_GOAL OF THE EXERCISE:_
Give the part of the listing below that opens with the line containing "woman in pink" and closes with the line containing "(1065, 411)" as a numbered list, both of those lines included and blank lines left out. List only those lines.

[Source data]
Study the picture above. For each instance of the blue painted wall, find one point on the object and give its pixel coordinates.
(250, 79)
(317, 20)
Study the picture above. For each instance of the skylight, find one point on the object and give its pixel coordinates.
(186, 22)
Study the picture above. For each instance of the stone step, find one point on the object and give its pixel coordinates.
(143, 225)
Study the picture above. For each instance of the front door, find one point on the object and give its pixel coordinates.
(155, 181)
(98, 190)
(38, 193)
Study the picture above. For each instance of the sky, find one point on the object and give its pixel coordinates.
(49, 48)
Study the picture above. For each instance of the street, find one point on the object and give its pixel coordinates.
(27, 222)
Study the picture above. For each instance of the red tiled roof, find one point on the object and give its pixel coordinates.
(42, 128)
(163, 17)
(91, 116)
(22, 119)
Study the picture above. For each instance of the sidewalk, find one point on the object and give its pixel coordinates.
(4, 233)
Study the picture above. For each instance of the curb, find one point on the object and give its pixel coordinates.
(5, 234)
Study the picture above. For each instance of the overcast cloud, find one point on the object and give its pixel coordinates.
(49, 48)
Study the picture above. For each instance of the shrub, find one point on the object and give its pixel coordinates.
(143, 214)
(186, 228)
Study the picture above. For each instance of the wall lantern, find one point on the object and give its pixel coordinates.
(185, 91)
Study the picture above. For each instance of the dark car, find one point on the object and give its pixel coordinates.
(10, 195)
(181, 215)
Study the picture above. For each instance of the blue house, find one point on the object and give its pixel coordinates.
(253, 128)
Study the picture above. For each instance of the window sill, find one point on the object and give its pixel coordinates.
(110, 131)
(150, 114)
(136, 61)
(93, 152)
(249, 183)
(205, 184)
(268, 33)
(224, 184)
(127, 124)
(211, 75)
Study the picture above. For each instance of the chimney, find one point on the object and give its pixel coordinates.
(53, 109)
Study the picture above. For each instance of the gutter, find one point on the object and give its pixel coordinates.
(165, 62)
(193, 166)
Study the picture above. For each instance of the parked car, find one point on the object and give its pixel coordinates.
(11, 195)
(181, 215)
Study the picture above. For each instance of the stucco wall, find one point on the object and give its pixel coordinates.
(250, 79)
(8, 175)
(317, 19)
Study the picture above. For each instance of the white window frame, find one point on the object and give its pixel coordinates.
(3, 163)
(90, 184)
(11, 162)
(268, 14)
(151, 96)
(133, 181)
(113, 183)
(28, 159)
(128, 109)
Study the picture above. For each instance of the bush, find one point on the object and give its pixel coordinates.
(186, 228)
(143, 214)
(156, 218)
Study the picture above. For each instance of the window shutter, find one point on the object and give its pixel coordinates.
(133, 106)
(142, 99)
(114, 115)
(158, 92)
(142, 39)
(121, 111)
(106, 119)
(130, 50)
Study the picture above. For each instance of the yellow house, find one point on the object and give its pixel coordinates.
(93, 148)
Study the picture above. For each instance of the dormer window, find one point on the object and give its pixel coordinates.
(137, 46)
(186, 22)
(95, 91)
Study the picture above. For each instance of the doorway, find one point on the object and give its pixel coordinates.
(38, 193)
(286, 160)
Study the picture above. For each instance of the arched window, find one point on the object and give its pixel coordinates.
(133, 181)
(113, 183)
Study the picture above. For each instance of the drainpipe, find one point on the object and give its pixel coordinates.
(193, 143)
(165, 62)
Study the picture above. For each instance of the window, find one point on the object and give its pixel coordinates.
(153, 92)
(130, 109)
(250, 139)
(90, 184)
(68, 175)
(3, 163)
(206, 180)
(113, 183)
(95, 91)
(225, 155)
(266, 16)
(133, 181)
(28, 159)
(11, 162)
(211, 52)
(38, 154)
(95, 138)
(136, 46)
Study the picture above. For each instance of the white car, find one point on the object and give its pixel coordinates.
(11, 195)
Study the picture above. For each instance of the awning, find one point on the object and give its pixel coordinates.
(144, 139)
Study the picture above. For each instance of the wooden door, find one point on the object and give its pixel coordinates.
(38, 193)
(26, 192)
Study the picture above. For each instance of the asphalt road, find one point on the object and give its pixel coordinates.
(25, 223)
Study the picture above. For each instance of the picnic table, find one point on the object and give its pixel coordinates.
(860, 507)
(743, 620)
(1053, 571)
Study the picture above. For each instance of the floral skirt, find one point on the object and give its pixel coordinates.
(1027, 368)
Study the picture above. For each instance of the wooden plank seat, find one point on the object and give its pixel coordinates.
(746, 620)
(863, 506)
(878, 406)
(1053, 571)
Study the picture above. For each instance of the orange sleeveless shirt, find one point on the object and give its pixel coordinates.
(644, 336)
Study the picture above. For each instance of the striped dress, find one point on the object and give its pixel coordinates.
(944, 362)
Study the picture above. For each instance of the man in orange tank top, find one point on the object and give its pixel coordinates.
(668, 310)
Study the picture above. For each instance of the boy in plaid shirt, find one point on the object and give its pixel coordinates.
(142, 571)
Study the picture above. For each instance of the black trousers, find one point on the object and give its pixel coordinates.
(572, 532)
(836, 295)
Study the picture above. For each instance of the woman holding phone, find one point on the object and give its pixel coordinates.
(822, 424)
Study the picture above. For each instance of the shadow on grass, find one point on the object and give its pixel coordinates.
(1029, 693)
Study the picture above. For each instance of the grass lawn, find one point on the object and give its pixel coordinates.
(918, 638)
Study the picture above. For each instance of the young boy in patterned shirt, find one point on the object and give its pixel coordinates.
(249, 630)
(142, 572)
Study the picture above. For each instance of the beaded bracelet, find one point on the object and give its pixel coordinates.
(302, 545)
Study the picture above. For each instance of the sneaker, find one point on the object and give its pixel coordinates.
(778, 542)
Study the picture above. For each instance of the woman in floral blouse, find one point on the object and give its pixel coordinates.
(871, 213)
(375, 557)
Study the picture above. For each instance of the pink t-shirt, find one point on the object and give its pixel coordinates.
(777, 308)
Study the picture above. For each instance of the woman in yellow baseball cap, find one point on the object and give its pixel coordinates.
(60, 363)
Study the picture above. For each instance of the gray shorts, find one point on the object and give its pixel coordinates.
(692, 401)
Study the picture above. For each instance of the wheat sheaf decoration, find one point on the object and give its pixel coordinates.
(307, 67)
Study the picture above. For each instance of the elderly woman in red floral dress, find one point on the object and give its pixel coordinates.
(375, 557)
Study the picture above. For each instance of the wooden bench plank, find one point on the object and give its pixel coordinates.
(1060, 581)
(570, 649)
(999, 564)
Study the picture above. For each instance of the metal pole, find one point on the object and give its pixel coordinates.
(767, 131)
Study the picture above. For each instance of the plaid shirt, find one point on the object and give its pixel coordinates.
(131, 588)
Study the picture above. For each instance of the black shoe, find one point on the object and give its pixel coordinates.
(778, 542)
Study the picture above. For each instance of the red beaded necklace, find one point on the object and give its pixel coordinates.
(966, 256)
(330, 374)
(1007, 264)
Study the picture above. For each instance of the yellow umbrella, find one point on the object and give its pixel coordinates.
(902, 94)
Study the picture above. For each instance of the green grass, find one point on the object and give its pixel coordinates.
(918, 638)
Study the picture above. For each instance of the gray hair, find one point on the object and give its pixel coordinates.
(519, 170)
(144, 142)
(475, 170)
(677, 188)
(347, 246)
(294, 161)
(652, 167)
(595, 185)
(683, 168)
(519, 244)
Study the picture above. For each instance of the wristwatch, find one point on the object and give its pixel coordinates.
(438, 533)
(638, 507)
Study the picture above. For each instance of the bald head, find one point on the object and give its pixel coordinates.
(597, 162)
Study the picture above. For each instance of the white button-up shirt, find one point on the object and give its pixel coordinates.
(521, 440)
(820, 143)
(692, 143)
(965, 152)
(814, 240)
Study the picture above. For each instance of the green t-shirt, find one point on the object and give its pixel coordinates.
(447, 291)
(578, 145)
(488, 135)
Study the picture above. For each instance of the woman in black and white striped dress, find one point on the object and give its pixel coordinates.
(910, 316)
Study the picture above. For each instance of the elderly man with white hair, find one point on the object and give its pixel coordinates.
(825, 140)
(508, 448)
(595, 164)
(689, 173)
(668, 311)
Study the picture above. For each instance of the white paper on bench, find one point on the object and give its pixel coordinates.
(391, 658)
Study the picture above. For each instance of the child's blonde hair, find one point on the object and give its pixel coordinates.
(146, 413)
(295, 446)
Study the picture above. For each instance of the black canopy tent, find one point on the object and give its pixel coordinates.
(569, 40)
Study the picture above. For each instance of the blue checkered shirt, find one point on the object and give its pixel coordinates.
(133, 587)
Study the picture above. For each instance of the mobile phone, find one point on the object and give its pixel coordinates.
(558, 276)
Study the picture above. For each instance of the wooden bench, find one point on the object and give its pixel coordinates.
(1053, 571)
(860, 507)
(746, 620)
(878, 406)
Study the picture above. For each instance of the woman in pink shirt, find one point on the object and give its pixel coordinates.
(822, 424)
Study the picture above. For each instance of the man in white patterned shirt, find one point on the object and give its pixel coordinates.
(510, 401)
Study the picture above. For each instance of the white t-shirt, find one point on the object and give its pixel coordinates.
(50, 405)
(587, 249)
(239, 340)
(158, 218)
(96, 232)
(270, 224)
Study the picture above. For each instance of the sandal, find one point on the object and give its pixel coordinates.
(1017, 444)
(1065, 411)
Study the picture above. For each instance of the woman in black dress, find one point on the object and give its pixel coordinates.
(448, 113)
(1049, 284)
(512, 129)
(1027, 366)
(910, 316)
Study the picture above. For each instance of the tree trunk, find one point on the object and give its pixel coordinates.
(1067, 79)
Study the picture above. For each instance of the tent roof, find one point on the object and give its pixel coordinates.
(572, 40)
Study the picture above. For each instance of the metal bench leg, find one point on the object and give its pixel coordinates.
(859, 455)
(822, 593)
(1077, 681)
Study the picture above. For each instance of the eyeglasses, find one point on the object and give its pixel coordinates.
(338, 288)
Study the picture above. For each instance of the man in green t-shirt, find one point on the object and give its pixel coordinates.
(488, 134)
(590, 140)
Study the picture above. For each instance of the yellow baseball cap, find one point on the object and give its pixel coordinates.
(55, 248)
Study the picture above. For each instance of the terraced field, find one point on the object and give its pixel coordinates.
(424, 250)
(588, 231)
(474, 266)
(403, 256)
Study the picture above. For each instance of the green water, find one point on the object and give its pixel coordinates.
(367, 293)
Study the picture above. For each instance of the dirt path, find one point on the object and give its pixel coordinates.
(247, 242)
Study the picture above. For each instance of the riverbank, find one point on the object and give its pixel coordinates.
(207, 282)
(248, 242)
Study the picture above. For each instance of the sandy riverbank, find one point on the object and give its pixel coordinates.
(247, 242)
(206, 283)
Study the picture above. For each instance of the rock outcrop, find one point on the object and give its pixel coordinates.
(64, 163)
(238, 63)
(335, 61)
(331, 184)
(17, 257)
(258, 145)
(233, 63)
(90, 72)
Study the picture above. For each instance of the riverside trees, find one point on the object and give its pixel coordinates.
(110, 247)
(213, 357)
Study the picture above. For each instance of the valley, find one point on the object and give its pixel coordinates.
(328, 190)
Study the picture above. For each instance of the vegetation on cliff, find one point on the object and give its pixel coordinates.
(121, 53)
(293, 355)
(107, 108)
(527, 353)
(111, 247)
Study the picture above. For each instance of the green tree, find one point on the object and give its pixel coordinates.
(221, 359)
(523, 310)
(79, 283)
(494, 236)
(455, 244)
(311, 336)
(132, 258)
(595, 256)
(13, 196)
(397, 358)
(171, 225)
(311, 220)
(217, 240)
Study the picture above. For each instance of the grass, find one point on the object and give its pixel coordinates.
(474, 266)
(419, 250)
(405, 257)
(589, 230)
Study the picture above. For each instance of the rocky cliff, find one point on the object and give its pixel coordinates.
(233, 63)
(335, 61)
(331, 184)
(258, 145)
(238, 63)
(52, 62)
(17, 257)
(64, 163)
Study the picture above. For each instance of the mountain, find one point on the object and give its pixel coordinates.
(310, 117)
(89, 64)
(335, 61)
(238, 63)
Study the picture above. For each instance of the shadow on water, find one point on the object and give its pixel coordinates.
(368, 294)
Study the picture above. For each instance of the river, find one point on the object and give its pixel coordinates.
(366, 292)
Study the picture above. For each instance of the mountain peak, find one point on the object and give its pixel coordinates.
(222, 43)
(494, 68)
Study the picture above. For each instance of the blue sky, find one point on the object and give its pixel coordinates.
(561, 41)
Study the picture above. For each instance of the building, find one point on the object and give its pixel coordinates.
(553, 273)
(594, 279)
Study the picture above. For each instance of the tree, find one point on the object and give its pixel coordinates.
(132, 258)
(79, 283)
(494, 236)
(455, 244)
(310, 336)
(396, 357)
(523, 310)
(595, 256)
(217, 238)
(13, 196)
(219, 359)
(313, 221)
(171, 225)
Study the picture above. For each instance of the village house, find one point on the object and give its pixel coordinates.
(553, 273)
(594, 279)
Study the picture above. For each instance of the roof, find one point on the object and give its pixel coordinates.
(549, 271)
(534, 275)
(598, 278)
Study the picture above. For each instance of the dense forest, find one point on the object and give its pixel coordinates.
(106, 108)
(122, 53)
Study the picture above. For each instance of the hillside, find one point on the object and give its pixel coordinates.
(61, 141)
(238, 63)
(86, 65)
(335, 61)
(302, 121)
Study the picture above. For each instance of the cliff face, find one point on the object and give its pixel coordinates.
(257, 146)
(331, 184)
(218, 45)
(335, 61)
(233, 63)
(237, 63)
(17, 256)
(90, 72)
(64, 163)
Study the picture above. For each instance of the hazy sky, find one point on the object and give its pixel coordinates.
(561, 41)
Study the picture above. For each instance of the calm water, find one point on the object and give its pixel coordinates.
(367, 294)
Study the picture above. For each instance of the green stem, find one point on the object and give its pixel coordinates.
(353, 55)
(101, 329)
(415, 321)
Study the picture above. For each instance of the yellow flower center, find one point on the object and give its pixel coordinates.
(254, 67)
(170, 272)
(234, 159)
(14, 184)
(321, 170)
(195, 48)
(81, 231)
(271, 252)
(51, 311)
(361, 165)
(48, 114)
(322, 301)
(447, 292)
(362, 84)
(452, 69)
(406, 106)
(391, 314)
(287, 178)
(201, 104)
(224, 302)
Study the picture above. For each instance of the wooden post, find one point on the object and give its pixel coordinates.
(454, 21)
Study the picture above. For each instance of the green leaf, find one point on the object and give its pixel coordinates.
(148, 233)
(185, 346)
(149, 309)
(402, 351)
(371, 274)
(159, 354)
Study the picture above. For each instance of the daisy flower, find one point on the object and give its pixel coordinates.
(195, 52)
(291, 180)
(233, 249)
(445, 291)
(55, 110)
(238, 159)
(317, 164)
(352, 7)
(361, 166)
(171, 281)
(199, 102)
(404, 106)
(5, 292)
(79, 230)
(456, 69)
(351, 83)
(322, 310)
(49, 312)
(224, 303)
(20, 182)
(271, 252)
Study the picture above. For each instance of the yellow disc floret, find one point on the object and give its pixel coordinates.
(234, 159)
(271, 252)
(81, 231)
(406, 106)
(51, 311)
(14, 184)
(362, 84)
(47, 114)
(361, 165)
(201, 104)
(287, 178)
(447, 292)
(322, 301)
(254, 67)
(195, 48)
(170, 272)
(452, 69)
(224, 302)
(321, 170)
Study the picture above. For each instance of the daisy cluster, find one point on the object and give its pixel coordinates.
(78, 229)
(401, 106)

_EXERCISE RESPONSE:_
1. Study the picture above. For each instance of the woman in pink shirt, find one point on the object and give its pixel coordinates.
2. (822, 424)
3. Study the picture above. For each instance of the man in white patterned shirt, find one point on the object and give its pixel coordinates.
4. (510, 401)
5. Study the picture above. For each instance of the white t-shirt, find one point on the object and give its pixel coordinates.
6. (50, 405)
7. (587, 249)
8. (239, 340)
9. (158, 218)
10. (96, 232)
11. (270, 224)
12. Study the picture above. For each instance of the sandal, find one point on the object and give its pixel coordinates.
13. (1017, 444)
14. (1065, 411)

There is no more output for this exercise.